Passage provided
/---
Today, the oil companies behind the plan to repeal AB 32, our landmark climate change legislation, will submit their signatures to the Secretary of State.
California voters will decide the fate of the state’s landmark global-warming bill in the November election after a big-bucks battle that may break records for political spending on an initiative.
Today, a group heavily backed by Texas oil giants Tesoro Corp. and Valero Energy Corp. plans to submit signatures for an initiative seeking to suspend AB32 until California’s unemployment rate improves dramatically. … AB32’s proponents call it a vital step in efforts to curb greenhouse gases and create green jobs. And with federal climate-change regulations stalled in Congress, the California law takes on added significance as a potential model for other states. (SF Chronicle)
Of course, the oil companies say that it “hurts jobs” without a whole lot of evidence. Of course, to the contrary, California stands as the world’s leader in clean tech. We stand an amazing opportunity to build upon that success. However, if we take a step backward, investors will shy away from the state when we are able to move forward in the future.
Look, at a time when we are facing an unprecedented environmental catastrophe, we just can’t be moving in the wrong direction. And Meg Whitman and Steve Poizner as well as nearly every statewide candidate have all taken positions favoring repeal. I think Chuck DeVore is personally emitting extra hot air just to piss off the environment, which, according to DeVore is his to exploit.
\---
Task instructions
1: In the passage on the campaign to repeal AB 32, which two Texas oil companies are named as heavily backing the group submitting signatures?
2: Write the next part of the passage on the campaign to repeal AB 32, beginning after its last sentence.
The lines placed after this text are not required.

Given information
/---
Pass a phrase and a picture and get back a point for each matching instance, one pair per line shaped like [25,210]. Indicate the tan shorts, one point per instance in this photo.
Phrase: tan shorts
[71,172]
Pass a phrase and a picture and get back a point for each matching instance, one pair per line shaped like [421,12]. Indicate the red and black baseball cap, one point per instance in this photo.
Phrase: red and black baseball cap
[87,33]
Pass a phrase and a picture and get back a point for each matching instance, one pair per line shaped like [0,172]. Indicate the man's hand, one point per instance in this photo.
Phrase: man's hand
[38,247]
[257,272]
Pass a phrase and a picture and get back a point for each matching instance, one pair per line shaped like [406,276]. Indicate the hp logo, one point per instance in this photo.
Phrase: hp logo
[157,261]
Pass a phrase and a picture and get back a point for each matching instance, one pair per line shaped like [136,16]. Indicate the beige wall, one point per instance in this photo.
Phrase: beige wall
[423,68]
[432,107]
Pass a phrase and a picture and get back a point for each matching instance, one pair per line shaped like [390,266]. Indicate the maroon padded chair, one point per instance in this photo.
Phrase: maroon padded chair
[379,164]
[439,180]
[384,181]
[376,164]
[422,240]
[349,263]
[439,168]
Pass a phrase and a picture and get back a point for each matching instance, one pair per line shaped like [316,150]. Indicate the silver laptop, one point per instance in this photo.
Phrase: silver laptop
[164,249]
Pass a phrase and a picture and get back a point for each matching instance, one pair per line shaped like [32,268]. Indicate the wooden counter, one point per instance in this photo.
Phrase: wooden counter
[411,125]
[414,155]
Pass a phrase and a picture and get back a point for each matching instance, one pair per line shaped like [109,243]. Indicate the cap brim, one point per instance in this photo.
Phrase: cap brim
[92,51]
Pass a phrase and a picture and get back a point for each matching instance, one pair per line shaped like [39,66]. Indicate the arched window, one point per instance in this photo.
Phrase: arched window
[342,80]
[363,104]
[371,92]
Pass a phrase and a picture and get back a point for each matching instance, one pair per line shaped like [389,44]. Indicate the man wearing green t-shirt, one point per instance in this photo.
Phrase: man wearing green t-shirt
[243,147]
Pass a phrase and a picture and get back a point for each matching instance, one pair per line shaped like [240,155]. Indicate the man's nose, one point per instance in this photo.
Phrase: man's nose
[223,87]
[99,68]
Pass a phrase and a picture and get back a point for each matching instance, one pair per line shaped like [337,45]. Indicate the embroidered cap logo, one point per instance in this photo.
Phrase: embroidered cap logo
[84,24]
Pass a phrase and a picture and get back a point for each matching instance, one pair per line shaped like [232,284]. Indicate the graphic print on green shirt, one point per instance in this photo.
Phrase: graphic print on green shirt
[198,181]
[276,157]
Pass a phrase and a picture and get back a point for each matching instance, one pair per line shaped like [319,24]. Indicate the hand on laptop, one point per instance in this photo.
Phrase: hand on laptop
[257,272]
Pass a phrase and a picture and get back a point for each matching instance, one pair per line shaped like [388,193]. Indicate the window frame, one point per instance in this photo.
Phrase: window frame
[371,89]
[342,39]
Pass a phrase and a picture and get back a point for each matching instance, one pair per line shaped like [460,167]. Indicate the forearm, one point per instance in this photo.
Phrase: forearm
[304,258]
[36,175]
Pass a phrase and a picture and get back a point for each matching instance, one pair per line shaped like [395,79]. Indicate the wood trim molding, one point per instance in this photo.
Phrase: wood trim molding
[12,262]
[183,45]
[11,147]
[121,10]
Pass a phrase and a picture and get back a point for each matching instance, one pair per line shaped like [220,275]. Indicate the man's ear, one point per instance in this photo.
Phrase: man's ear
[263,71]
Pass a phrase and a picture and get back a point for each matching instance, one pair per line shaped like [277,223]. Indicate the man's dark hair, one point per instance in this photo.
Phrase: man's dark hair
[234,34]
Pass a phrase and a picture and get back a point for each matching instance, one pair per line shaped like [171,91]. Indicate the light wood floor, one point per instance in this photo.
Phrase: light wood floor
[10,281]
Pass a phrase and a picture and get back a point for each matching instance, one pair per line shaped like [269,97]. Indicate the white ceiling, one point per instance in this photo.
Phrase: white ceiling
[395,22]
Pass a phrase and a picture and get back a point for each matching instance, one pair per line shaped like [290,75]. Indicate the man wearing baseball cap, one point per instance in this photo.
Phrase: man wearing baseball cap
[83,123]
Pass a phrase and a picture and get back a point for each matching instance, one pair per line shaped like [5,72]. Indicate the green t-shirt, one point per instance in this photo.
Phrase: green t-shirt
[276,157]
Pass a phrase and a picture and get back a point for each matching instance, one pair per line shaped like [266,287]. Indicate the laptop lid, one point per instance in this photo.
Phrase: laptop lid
\---
Final answers
1: Tesoro Corp. and Valero Energy Corp.

2:
But, other statewide candidates seem to want to avoid the subject. Funny how some like to play every side of the issue.
Wow, if there were ever a time to find out who the real leaders of California are (and will be), this issue is it. We can either put our heads in the sand and buy all of the bankrupt slogans against AB32, or we can decide, as Californians, to stand up for the environment, and California, by taking on the issue of climate change and become a leader again.
I am so sick and tired of hearing how great the “Texas model” is. Well, here’s a chance to thumb our noses at the Texas model and say that we believe that the new economy is green, profitable, and equitable.
AB32 is such landmark legislation, and if we can do it right (and given the current state of our multi-layered bureaucracy, I have my share of doubts), California can lead the way to the future we’re hoping for. Just as we led the way in clean air legislation and energy efficiency, we can do it again here. We have an opportunity to educate not only the public, but also candidates who are on the fence or are afraid to take a stand. Let the defenders of the environment know that we have their back!
It’s not a question of jobs vs the environment. We heard that argument 50-60 years ago when Los Angeles tried to control air emissions. It’s no truer today than it was then. Don’t let Texas Oil spoil California.
What a poorly written law.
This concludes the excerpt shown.